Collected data
◇ ◇ ◇ ◇ ◇
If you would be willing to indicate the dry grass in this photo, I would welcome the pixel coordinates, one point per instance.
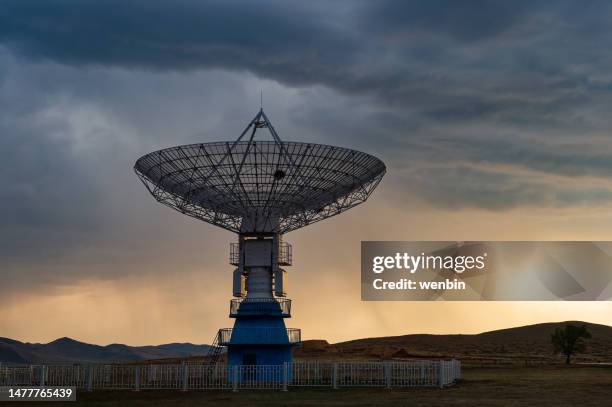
(584, 386)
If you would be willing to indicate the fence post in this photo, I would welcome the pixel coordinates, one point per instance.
(42, 375)
(235, 383)
(285, 376)
(388, 374)
(137, 379)
(185, 376)
(90, 378)
(335, 376)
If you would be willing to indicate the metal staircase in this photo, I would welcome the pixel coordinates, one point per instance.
(214, 352)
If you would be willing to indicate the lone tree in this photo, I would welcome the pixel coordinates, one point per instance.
(569, 340)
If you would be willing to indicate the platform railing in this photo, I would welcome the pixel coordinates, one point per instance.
(260, 306)
(258, 336)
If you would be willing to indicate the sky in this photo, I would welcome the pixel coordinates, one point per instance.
(493, 119)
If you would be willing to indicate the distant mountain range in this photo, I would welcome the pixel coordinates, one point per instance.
(66, 350)
(513, 345)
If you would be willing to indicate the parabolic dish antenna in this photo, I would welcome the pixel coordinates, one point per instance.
(252, 186)
(259, 189)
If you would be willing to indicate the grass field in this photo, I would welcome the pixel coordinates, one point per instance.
(574, 386)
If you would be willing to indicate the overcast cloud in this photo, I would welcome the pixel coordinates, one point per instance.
(484, 105)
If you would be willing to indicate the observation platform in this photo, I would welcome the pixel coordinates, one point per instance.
(259, 336)
(260, 307)
(285, 254)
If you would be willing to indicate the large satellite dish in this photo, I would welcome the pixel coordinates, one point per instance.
(259, 189)
(260, 186)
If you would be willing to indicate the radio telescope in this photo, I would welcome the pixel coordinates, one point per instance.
(259, 189)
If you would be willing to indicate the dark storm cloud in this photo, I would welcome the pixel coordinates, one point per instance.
(426, 77)
(286, 41)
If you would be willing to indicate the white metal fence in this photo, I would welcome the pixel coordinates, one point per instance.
(199, 377)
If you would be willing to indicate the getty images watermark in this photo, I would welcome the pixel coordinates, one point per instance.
(500, 271)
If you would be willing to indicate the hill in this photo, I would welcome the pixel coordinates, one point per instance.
(527, 343)
(66, 350)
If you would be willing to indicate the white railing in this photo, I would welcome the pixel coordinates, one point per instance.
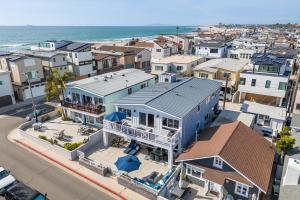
(157, 138)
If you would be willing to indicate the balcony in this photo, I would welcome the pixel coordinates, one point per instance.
(163, 139)
(88, 108)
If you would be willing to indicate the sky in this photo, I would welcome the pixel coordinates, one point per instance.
(147, 12)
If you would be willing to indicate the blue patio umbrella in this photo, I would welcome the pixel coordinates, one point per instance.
(115, 116)
(128, 163)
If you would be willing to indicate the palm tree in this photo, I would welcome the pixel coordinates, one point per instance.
(56, 84)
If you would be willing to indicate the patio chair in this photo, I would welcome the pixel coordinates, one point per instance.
(134, 151)
(131, 146)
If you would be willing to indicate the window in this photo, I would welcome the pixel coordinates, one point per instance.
(203, 75)
(179, 68)
(214, 50)
(242, 81)
(226, 74)
(129, 90)
(126, 111)
(159, 68)
(241, 189)
(218, 162)
(268, 84)
(143, 85)
(253, 82)
(282, 86)
(193, 172)
(142, 119)
(170, 123)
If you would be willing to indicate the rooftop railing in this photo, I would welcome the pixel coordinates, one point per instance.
(167, 139)
(90, 108)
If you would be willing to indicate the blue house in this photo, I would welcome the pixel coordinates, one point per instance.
(166, 115)
(88, 100)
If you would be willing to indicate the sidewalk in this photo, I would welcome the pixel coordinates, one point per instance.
(20, 104)
(108, 185)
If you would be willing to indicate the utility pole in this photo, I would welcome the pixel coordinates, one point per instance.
(32, 100)
(225, 92)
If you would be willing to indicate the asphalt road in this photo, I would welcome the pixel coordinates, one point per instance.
(37, 172)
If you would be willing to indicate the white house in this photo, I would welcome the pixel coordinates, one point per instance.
(6, 90)
(270, 118)
(88, 100)
(176, 64)
(166, 115)
(265, 81)
(211, 49)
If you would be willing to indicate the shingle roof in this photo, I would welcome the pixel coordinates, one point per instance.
(229, 64)
(176, 99)
(123, 49)
(112, 82)
(239, 146)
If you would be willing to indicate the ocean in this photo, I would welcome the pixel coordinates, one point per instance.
(15, 37)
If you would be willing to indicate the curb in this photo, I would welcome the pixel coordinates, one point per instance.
(72, 170)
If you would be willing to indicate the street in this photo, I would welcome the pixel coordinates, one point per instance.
(37, 172)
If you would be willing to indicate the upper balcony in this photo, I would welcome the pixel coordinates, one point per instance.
(164, 138)
(96, 110)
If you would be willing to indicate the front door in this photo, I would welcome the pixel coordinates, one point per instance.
(151, 120)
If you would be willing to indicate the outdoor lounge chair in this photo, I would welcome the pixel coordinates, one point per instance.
(131, 146)
(134, 151)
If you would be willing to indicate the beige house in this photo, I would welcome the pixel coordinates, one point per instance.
(24, 68)
(179, 64)
(220, 69)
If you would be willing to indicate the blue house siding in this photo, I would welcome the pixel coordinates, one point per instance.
(191, 120)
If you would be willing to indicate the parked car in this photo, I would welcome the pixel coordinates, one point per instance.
(38, 112)
(6, 180)
(20, 191)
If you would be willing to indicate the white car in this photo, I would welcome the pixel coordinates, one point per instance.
(6, 180)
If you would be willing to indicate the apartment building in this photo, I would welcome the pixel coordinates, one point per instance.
(220, 69)
(23, 69)
(88, 100)
(166, 115)
(142, 56)
(6, 90)
(179, 64)
(265, 80)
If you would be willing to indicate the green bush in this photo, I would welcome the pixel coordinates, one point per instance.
(71, 146)
(51, 141)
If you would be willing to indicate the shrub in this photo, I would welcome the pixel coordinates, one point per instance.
(71, 146)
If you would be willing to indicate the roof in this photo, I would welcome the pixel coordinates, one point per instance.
(40, 54)
(229, 64)
(177, 59)
(262, 109)
(216, 44)
(176, 99)
(4, 53)
(74, 46)
(124, 49)
(229, 116)
(112, 82)
(239, 146)
(295, 121)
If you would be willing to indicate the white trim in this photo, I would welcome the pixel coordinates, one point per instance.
(243, 186)
(227, 164)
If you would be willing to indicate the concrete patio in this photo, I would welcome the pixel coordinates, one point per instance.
(51, 128)
(108, 157)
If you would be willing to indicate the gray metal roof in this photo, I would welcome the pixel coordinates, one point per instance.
(112, 82)
(176, 99)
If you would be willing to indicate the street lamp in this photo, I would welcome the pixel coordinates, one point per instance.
(32, 100)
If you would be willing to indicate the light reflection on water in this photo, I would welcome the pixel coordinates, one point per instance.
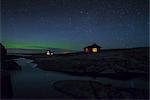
(34, 82)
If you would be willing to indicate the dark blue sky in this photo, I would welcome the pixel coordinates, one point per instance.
(73, 24)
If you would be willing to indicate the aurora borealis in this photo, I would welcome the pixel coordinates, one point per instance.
(73, 24)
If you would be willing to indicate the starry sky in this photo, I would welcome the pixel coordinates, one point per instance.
(74, 24)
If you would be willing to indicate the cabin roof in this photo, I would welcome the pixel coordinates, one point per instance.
(93, 46)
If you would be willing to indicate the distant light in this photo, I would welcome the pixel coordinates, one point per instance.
(48, 53)
(94, 49)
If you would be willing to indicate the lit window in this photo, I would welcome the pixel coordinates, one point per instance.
(86, 49)
(47, 53)
(94, 49)
(52, 53)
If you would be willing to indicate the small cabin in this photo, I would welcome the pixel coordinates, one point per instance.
(49, 53)
(94, 48)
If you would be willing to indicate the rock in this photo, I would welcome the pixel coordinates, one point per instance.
(7, 64)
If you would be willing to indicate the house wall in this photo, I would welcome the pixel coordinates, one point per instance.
(89, 50)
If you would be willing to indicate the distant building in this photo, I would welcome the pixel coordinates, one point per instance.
(49, 52)
(92, 49)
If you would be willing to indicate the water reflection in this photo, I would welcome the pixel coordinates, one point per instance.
(34, 82)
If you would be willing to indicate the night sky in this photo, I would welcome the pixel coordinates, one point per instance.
(74, 24)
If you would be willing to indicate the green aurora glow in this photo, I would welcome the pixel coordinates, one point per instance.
(39, 45)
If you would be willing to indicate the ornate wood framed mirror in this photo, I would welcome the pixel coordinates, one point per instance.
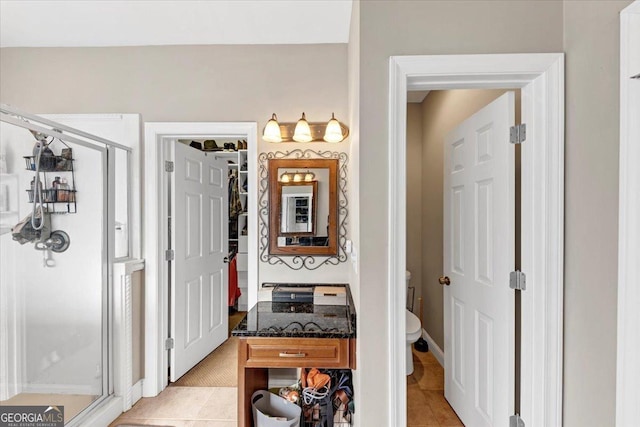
(303, 215)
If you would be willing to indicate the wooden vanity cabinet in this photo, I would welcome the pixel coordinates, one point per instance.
(257, 354)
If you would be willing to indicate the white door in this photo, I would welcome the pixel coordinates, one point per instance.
(199, 276)
(479, 239)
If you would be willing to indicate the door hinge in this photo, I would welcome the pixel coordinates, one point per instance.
(516, 421)
(169, 343)
(517, 280)
(518, 134)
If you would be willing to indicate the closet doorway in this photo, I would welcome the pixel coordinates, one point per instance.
(161, 141)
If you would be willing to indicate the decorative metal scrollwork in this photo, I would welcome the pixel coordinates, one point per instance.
(298, 262)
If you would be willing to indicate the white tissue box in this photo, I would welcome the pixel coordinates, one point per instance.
(330, 295)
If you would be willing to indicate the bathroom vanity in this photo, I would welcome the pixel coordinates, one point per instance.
(292, 335)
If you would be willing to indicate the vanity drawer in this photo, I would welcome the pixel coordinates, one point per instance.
(296, 352)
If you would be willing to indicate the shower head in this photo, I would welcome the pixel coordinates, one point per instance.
(39, 136)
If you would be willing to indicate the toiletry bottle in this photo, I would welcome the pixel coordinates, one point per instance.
(55, 191)
(64, 191)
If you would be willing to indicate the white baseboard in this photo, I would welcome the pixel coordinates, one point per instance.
(433, 348)
(103, 415)
(61, 389)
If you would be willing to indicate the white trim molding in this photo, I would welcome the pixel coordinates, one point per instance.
(434, 348)
(157, 135)
(628, 368)
(541, 80)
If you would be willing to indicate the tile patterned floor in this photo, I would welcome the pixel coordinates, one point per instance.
(426, 405)
(185, 407)
(217, 406)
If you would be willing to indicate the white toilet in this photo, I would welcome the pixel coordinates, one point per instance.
(414, 329)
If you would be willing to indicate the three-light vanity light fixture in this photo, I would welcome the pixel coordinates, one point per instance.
(296, 176)
(303, 131)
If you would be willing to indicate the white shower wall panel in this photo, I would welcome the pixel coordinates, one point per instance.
(59, 308)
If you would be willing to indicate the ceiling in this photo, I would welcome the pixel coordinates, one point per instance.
(65, 23)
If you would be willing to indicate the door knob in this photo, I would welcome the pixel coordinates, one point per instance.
(444, 280)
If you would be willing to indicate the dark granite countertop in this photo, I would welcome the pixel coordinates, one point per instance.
(299, 320)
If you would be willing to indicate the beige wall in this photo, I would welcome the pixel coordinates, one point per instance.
(414, 200)
(188, 83)
(591, 42)
(180, 83)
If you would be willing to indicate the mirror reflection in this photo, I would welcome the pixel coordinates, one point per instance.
(303, 206)
(297, 207)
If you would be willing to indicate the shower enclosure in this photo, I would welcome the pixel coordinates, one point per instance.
(56, 298)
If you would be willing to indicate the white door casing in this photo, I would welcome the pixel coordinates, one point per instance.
(159, 136)
(628, 354)
(479, 235)
(199, 283)
(540, 76)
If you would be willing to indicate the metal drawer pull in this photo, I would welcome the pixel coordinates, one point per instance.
(285, 354)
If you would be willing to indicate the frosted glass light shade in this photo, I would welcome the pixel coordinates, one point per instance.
(271, 131)
(333, 132)
(302, 132)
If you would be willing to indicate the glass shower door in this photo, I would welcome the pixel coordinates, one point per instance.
(53, 321)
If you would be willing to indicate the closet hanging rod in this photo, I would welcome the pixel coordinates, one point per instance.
(17, 117)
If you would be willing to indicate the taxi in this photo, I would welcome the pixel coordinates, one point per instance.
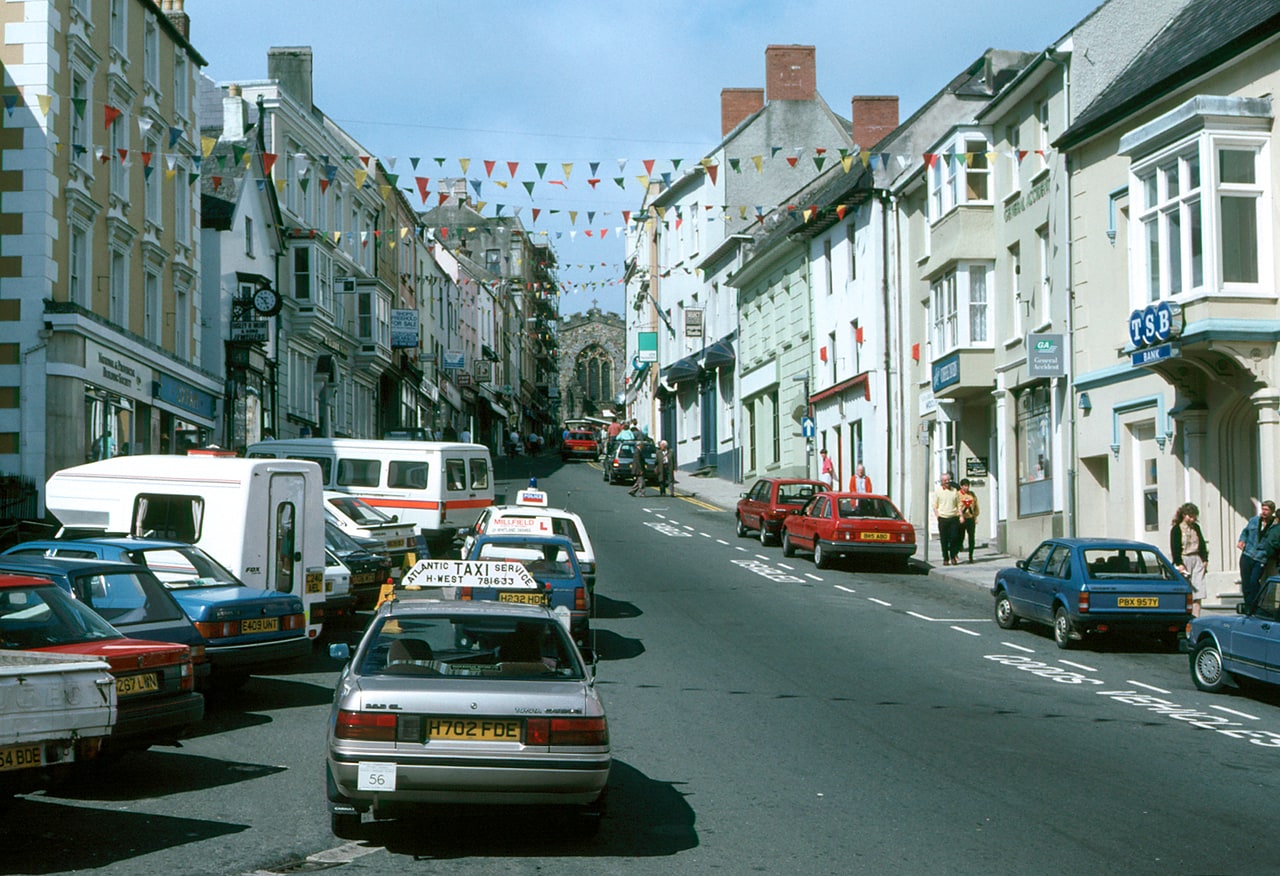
(531, 514)
(446, 702)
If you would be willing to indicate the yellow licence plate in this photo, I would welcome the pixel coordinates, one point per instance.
(21, 757)
(260, 625)
(526, 598)
(474, 729)
(135, 684)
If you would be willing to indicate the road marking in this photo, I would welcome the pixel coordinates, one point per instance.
(1087, 669)
(1148, 687)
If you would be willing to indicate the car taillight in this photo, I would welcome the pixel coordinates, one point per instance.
(566, 731)
(373, 726)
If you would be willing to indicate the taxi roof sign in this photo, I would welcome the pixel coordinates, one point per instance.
(531, 497)
(444, 574)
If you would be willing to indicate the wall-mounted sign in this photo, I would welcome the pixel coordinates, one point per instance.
(1046, 355)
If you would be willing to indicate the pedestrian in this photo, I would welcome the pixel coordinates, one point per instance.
(968, 516)
(664, 469)
(1191, 552)
(1252, 546)
(860, 483)
(638, 469)
(946, 510)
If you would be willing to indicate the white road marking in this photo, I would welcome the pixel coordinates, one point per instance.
(1148, 687)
◇ ◇ ◇ ◇ ◇
To be done: The line containing "If you would be willing to indicate the car" marks the start; retype it and each line after it through the end of the records above, exactly.

Solved problem:
If you would be willing to indicate the car taillight in this photo, I would welcome the pixel coordinates, one point per instance.
(566, 731)
(373, 726)
If you would be willing to indicate the taxi roof sign in this photo, I would welcome the pixel coordinates, one point per instance.
(531, 497)
(444, 574)
If you would be willing to indicate the wall-mounted sign in this photo, I would welcome the pixel coordinates, one point per instance.
(1046, 355)
If you would be willing to indicate the pedestrian in this photo, I would welcome the pixel coordinates, one point per instance.
(968, 516)
(664, 469)
(1191, 552)
(1252, 546)
(860, 483)
(638, 469)
(946, 510)
If you would be willing to indicate the white road marking in this photo, I would welcome the pixel coordinates, one point per instance.
(1148, 687)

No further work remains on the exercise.